### Given instruction
Rewrite the part of the entries that opens with the line containing "In this photo, each instance of the ground" and runs through the end of the entries, including both ends and keeping every line. Multiply each coordinate in the answers by 0.55 and round it to a whole number, rounding halves up; leave the request lines unchanged.

━━━━━━

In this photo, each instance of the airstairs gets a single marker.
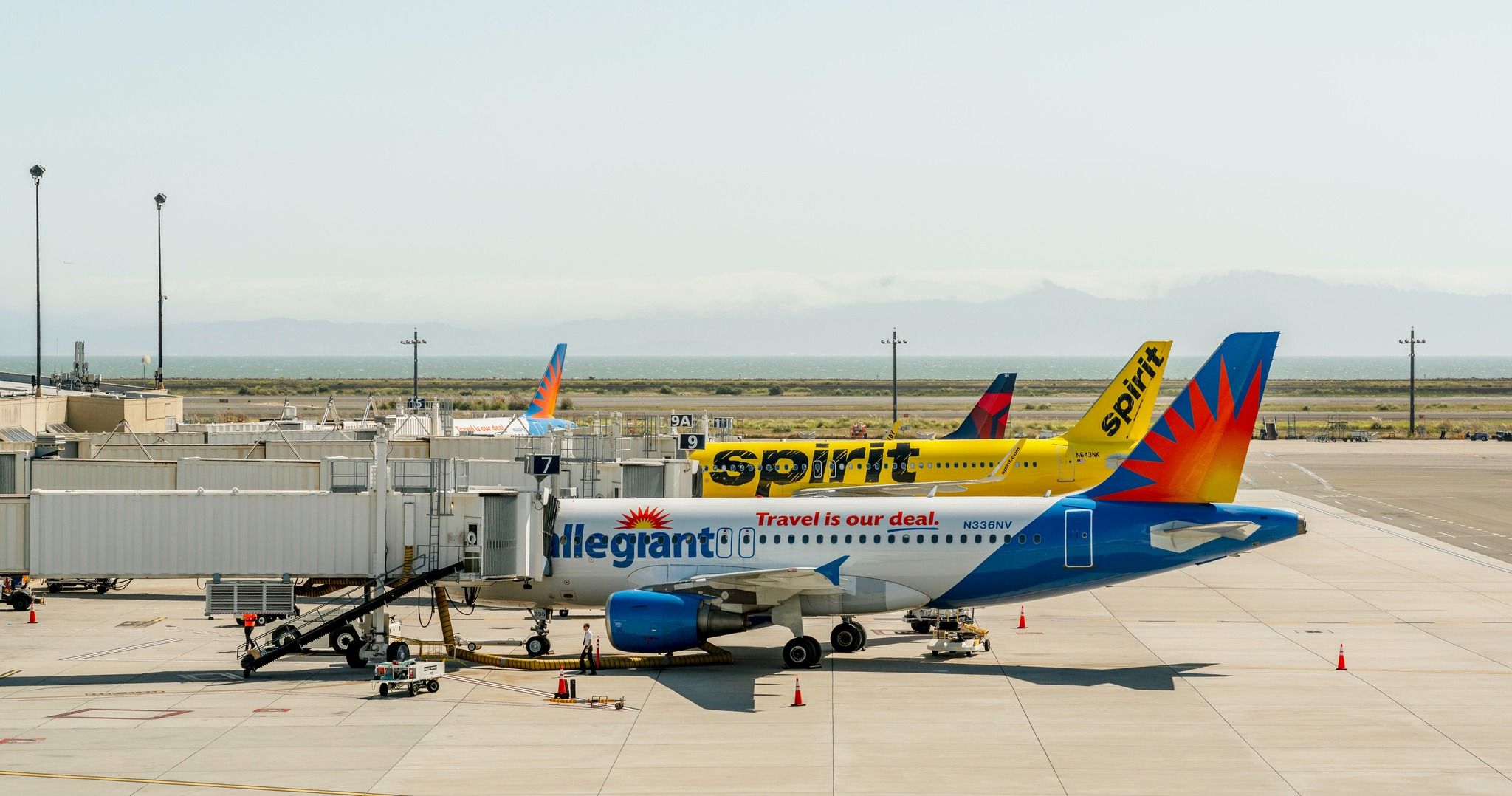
(334, 617)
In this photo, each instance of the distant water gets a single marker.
(791, 366)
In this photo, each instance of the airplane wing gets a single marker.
(761, 588)
(918, 489)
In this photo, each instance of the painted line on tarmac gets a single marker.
(1316, 477)
(144, 645)
(185, 783)
(1406, 536)
(502, 686)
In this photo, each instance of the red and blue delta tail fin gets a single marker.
(989, 418)
(1196, 450)
(545, 403)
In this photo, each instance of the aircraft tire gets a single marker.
(537, 645)
(799, 654)
(847, 637)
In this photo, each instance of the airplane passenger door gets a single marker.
(1079, 538)
(747, 542)
(721, 542)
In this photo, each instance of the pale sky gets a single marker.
(454, 162)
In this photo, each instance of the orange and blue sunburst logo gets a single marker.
(646, 519)
(1196, 451)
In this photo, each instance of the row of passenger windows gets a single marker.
(912, 467)
(876, 539)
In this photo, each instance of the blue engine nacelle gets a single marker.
(666, 622)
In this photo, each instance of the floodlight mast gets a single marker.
(415, 343)
(894, 343)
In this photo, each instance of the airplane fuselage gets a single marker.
(898, 553)
(989, 467)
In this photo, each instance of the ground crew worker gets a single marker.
(587, 653)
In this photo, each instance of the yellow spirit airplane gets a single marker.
(1076, 461)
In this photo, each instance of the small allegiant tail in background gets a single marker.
(543, 406)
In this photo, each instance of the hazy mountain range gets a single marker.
(1316, 320)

━━━━━━

### Finished answer
In this photo, each instance of the ground crew worker gets a single marker.
(323, 359)
In this photo, each instance of the yellow spirit airplane gets a single marker.
(592, 254)
In this photo, each instance of the small allegiant tail in background gets a single marker.
(299, 223)
In this photo, each instance of the hazy mountain range gets a single marker.
(724, 176)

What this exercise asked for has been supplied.